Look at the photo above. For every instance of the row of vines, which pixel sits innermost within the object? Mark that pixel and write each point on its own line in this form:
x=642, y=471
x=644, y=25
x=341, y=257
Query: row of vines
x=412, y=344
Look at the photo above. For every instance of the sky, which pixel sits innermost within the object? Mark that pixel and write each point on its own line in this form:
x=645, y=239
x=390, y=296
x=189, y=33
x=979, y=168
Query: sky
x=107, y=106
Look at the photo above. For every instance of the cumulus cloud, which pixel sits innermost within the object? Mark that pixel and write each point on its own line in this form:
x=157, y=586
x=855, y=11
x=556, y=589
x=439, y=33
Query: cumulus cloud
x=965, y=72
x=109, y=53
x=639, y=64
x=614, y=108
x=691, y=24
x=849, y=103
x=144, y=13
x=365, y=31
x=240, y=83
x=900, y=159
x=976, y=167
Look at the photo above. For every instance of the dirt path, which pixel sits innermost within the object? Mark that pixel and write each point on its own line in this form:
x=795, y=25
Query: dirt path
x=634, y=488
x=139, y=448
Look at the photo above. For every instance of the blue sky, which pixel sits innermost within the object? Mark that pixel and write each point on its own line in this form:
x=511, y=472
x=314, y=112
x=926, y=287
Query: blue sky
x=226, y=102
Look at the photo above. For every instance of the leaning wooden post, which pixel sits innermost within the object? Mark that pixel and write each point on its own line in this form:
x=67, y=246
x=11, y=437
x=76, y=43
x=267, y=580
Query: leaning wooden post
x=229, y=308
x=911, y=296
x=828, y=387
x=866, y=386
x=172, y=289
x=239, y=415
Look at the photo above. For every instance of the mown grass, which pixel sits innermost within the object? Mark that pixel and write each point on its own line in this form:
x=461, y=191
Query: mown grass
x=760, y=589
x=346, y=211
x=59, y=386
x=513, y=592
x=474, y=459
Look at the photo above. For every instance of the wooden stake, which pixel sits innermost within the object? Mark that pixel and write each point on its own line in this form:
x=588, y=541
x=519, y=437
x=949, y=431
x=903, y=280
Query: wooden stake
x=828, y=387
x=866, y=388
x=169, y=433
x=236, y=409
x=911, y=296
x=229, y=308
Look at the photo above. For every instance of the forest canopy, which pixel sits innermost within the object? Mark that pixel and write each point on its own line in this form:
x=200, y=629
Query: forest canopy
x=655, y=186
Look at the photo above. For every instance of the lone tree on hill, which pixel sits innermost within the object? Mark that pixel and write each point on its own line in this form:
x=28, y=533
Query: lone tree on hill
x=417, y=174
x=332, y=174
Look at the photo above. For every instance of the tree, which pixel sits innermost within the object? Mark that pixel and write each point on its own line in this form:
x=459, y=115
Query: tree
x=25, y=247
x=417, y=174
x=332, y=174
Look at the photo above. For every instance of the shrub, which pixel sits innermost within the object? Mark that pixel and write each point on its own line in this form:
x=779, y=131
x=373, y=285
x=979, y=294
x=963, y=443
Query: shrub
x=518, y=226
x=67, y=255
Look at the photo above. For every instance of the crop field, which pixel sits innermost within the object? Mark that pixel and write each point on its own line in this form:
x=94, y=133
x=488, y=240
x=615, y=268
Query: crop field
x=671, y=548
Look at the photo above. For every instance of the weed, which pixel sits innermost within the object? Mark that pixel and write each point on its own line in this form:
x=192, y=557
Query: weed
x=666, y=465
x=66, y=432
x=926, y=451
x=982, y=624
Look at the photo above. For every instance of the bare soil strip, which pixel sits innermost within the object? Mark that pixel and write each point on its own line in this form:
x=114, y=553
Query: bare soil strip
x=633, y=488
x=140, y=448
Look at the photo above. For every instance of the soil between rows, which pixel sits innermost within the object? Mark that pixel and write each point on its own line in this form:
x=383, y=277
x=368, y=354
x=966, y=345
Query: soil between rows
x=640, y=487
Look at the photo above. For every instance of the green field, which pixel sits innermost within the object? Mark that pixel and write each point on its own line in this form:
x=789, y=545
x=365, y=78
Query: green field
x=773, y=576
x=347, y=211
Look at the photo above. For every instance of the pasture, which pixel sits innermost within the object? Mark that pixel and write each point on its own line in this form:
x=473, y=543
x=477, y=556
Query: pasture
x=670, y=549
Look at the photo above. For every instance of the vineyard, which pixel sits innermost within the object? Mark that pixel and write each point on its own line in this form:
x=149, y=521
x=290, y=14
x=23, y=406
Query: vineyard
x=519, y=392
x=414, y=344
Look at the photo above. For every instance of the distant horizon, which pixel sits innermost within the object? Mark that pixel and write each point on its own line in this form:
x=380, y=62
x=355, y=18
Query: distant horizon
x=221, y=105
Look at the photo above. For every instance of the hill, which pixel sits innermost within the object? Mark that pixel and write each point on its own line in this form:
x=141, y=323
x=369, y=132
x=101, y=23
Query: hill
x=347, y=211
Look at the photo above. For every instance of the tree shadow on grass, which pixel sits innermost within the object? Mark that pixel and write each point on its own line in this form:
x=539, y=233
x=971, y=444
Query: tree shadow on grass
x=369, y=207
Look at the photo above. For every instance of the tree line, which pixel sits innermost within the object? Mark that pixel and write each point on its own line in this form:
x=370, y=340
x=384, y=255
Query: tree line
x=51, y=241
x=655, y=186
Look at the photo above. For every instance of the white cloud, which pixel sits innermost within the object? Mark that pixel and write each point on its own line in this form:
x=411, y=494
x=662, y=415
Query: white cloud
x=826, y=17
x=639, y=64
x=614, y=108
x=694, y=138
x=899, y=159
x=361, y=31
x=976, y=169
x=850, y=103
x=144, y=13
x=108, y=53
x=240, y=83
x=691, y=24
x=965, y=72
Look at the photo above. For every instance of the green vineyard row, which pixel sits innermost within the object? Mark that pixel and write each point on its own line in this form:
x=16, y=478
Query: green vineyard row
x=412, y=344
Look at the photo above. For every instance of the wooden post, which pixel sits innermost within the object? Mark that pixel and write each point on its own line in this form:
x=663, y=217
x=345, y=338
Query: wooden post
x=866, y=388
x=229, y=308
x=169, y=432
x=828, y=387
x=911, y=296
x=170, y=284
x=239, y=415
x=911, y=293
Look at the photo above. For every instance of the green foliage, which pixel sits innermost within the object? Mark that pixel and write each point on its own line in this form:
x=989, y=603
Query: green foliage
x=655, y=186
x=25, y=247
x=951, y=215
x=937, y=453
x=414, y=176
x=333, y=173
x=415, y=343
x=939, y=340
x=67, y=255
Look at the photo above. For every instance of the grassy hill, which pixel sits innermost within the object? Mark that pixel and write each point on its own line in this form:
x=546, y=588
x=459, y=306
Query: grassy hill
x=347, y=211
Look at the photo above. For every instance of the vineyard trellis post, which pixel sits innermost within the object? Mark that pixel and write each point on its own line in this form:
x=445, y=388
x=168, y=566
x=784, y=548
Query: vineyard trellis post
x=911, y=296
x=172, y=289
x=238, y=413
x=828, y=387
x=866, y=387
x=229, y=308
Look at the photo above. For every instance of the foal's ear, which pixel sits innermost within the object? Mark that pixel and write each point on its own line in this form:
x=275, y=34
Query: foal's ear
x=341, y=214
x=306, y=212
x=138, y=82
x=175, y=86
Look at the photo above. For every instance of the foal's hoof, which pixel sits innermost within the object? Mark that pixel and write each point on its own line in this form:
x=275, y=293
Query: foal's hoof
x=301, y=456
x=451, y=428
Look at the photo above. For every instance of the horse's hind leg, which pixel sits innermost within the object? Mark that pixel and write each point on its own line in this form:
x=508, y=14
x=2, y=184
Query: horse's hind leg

◇ ◇ ◇

-- SET TASK --
Copy out each record from above, exactly.

-- EXPECTED ANSWER --
Look at the photo above. For every instance of the row of vines, which pixel sits innermost within the object? Mark that pixel and write each point on its own line in this form:
x=642, y=471
x=644, y=25
x=341, y=257
Query: row of vines
x=412, y=344
Look at the photo above. For every instance of the sky, which pixel sits innermost within the object? Mark that pixel and write each point on its own line in this form:
x=645, y=239
x=390, y=296
x=189, y=33
x=979, y=168
Query: sky
x=107, y=106
Look at the photo above. For every instance of the cumulus cloud, which pixel sits innermost within the object? Mark that pixel and write each point on its own line in this form:
x=157, y=586
x=855, y=11
x=556, y=589
x=439, y=33
Query: cumulus cloud
x=965, y=72
x=109, y=53
x=639, y=64
x=614, y=108
x=691, y=24
x=849, y=103
x=144, y=13
x=365, y=31
x=240, y=83
x=900, y=159
x=976, y=167
Look at the photo above. For every instance of the dirt path, which pixel sits innermost within the object? Mark that pixel and write each point on its own line in this form:
x=795, y=25
Query: dirt path
x=634, y=488
x=139, y=448
Look at the photo above. For every instance of the blue sky, which pixel sits innermost within the object? Mark that pixel and write each point on its own line in this form:
x=511, y=472
x=314, y=112
x=926, y=287
Query: blue sky
x=226, y=102
Look at the photo above. For every instance of the leaning wooden post, which pixel sits innermost within the object? Mark that pixel and write each point on its own line in this form:
x=67, y=246
x=11, y=437
x=76, y=43
x=267, y=580
Query: leaning wooden post
x=229, y=308
x=911, y=296
x=828, y=387
x=866, y=386
x=172, y=289
x=239, y=415
Look at the photo above. For every instance of the mown grass, which pixel sits innermost within the object? Mark that pixel and write each point on its own line in this form:
x=461, y=191
Query: mown grass
x=760, y=589
x=346, y=211
x=59, y=386
x=513, y=592
x=474, y=459
Look at the photo above. For every instance of the wooden stake, which pixel sits innermost within the object? Mark that pixel and write each point on its own line in this form:
x=588, y=541
x=519, y=437
x=949, y=431
x=903, y=280
Query: wooden stake
x=828, y=387
x=866, y=388
x=169, y=433
x=236, y=409
x=911, y=296
x=229, y=308
Look at the photo above. For every instance of the forest canopy, which pixel sits innermost within the object? Mark that pixel and write each point on its own line in this form:
x=200, y=629
Query: forest canopy
x=655, y=186
Look at the photo above. For every instance of the lone tree on hill, which pixel sits innermost within the object? Mark that pixel and write each point on its own line in this form:
x=28, y=533
Query: lone tree on hill
x=417, y=174
x=332, y=174
Look at the photo above. For every instance of the tree, which pixel sits innermost within the object? Mark that pixel and write each point on its own line in this form:
x=459, y=115
Query: tree
x=25, y=247
x=417, y=174
x=332, y=174
Look at the photo above. For every instance of the shrub, which pixel sits innermost within the object? Mark that pixel and write each point on its own line in this form:
x=779, y=131
x=373, y=285
x=979, y=294
x=963, y=443
Query: shrub
x=518, y=226
x=67, y=255
Look at the photo above. For every instance of the crop field, which pixel sits innermost within the object? Mark that pixel and write each point on its own line in this form:
x=94, y=133
x=488, y=240
x=615, y=268
Query: crop field
x=671, y=548
Look at the photo above. For every instance of the weed, which pixel sits innermost within the object? Mark that pixel and write each point on its own line in this form:
x=192, y=557
Query: weed
x=666, y=465
x=66, y=432
x=926, y=451
x=982, y=624
Look at the photo above. For every instance of the bare soil strip, which pixel sits innermost within the object? Mark that pixel and write each point on its own line in this form:
x=114, y=553
Query: bare soil strip
x=633, y=488
x=140, y=448
Look at the photo above. For every instance of the soil between rows, which pixel sits innermost within the object? Mark that pixel and write each point on its own line in this form:
x=383, y=277
x=368, y=354
x=966, y=345
Query: soil between rows
x=640, y=487
Look at the photo above. For every instance of the green field, which pixel sits innermost within the object? Mark that pixel and write each point on its own line in this form:
x=789, y=545
x=365, y=78
Query: green field
x=773, y=576
x=347, y=211
Look at the photo above. For every instance of the pasture, which pixel sits innermost within the object? Mark that pixel and write each point on its own line in this form:
x=473, y=543
x=477, y=556
Query: pasture
x=670, y=549
Look at the photo above. For every instance of the vineyard, which pixel sits innermost within the object? Mark that pixel and write each point on its own line in this form:
x=149, y=521
x=290, y=14
x=23, y=406
Query: vineyard
x=519, y=392
x=414, y=344
Look at the photo above. For every instance of the distant horizon, which pixel sits innermost within the object? Mark that pixel and write each point on its own line in this form:
x=380, y=62
x=355, y=18
Query: distant horizon
x=221, y=105
Look at the photo above. For every instance of the hill, which pixel sits innermost within the object? Mark that pixel and write each point on its own line in this form:
x=141, y=323
x=369, y=132
x=101, y=23
Query: hill
x=347, y=211
Look at the photo above. For every instance of the tree shadow on grass, which pixel sits innermost within the object? Mark that pixel and write each point on its own line in this form:
x=539, y=233
x=971, y=444
Query: tree shadow on grass
x=369, y=207
Look at the photo above. For every instance of the tree line, which pixel sits innermost within the object? Mark that pixel and write each point on its own line in this form:
x=370, y=340
x=384, y=255
Query: tree line
x=51, y=241
x=655, y=186
Look at the photo above. For every instance of the white cloud, which pixel sits innermost within the object? Mark that pixel and write each point on its own line in this form:
x=411, y=494
x=662, y=415
Query: white cloud
x=826, y=17
x=639, y=64
x=614, y=108
x=694, y=138
x=899, y=159
x=361, y=31
x=976, y=169
x=850, y=103
x=144, y=13
x=108, y=53
x=240, y=83
x=691, y=24
x=965, y=72
Look at the photo above. For every instance of the green vineyard row, which pixel sits innermost within the object? Mark that pixel and write each point on its own line in this form:
x=16, y=478
Query: green vineyard row
x=412, y=344
Look at the photo above. For every instance of the wooden post, which pixel sits innermost within the object? Mark that pixel and write each point on its own line in this form:
x=663, y=217
x=345, y=338
Query: wooden post
x=866, y=388
x=229, y=308
x=169, y=432
x=828, y=387
x=911, y=296
x=170, y=284
x=239, y=415
x=911, y=293
Look at the photo above. For every instance of the green foliage, which pixel sits innermost within the object? Mark that pixel and write each point on its own line in this form:
x=989, y=603
Query: green foliage
x=655, y=186
x=25, y=247
x=951, y=215
x=937, y=453
x=414, y=176
x=333, y=173
x=415, y=343
x=939, y=340
x=67, y=255
Look at the photo above. For every instance of the grassy hill, which pixel sits innermost within the object? Mark that pixel and write each point on its own line in this form:
x=546, y=588
x=459, y=306
Query: grassy hill
x=347, y=211
Look at the photo above. For every instance of the vineyard trellis post, which pixel sits innermost within the object? Mark that pixel and write each point on its own line in this form:
x=445, y=388
x=168, y=566
x=784, y=548
Query: vineyard trellis post
x=911, y=296
x=172, y=289
x=238, y=413
x=828, y=387
x=866, y=387
x=229, y=308
Look at the photo above. For every instance of the foal's ear, which pixel sits innermost within the object? Mark that pixel and write each point on its own line in this form:
x=275, y=34
Query: foal's ear
x=341, y=214
x=306, y=212
x=138, y=82
x=175, y=86
Look at the photo above. For every instance of the foal's hoof, which pixel sits innermost within the object? Mark that pixel and write each point on its own line in this form:
x=275, y=293
Query: foal's hoof
x=301, y=456
x=451, y=428
Look at the photo above. For every instance of the horse's hind leg, which pixel sits innermost within the object? Mark that pixel and write each point on its own line in this form:
x=508, y=14
x=2, y=184
Query: horse's hind leg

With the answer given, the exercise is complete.